- _ФРАГМЕНТ ДОКУМЕНТА_

▶

Камеди-шоу в США – очень популярная штука. Мы вчера как раз ходили на одно такое.
Подвал в баре где-то в Гринвиллич (Greenvillage), а там все, как показывают в американских фильмах: небольшой зал, маленькая сцена, микрофон и тот, кто в него шутит. То искрометно, то не очень, то вообще никак. Кстати, чем больше никак, тем больше обвинений публике, мол, такого мертвого зала у меня не было даже когда я читал свои стихи в холодильной камере морга.
Мы зашли, и я Эдди сразу говорю:
– Не садись впереди!
Но он, как покорная овца, пошел за сопровождающей, которая, вот же совпадение, усадила нас почти на сцене.
Сидим, Эдди не смешно в принципе, а я понимаю, что не понимаю. И дело не в английском. Не хватает знаний об их культуре. Они же то что-то из 80-ых упомянут, то какую-то местную заморочку из старшей школы, то что-то по церковь, понятное только тем, кто туда ходил.
Короче, зря они нас посадили прям под носом артистов, потому что мы, прямо скажем, на самооценку влияем очень и очень хреново.

◀

- _ЗАДАНИЯ_
**a.** Повторите дословно фрагмент текста о камеди-шоу от «Мы зашли, и» до «почти на сцене.» включительно.
**b.** Перескажите короче абзац текста о камеди-шоу, который начинается словами «Сидим, Эдди не смешно». Основные факты должны остаться.

Фрагменты данных о размеченных областях
▶

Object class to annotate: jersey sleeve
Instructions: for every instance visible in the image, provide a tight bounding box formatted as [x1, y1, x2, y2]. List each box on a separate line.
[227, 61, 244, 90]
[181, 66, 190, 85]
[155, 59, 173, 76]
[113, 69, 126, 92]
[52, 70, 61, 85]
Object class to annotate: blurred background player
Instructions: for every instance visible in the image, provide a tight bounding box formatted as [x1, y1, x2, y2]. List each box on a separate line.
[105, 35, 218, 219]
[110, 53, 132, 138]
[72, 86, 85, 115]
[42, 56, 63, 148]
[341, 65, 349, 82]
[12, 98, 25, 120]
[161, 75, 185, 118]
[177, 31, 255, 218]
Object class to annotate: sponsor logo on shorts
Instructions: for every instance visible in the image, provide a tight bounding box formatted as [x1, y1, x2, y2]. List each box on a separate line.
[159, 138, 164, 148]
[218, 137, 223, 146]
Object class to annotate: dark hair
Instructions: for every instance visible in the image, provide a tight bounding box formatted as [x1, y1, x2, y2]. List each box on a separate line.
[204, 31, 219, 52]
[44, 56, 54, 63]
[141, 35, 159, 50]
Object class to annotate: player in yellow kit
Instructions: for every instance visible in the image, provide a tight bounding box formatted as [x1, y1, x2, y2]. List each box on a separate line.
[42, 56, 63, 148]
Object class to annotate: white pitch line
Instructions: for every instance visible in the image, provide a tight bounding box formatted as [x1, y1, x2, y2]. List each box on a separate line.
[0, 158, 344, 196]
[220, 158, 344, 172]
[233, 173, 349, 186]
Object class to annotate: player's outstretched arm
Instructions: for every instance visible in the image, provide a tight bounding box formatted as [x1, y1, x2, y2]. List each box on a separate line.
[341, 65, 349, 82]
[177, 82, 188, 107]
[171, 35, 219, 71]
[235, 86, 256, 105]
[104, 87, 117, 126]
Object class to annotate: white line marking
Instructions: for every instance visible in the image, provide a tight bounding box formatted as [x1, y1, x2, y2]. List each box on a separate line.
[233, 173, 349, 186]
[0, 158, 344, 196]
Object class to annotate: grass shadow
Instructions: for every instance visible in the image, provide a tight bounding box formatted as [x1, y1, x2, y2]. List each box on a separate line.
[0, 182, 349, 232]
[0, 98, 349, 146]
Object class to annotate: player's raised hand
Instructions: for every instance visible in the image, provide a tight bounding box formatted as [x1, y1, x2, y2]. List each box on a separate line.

◀

- _ОТВЕТЫ_
**a.**
Мы зашли, и я Эдди сразу говорю:
– Не садись впереди!
Но он, как покорная овца, пошел за сопровождающей, которая, вот же совпадение, усадила нас почти на сцене.

**b.** Эдди совсем не смешно, а мне непонятно. Английский тут ни при чем: не хватает знаний об американской культуре. Артисты то упоминают что-то из 80-х, то местные школьные заморочки, то что-то про церковь, понятное только тем, кто туда ходил.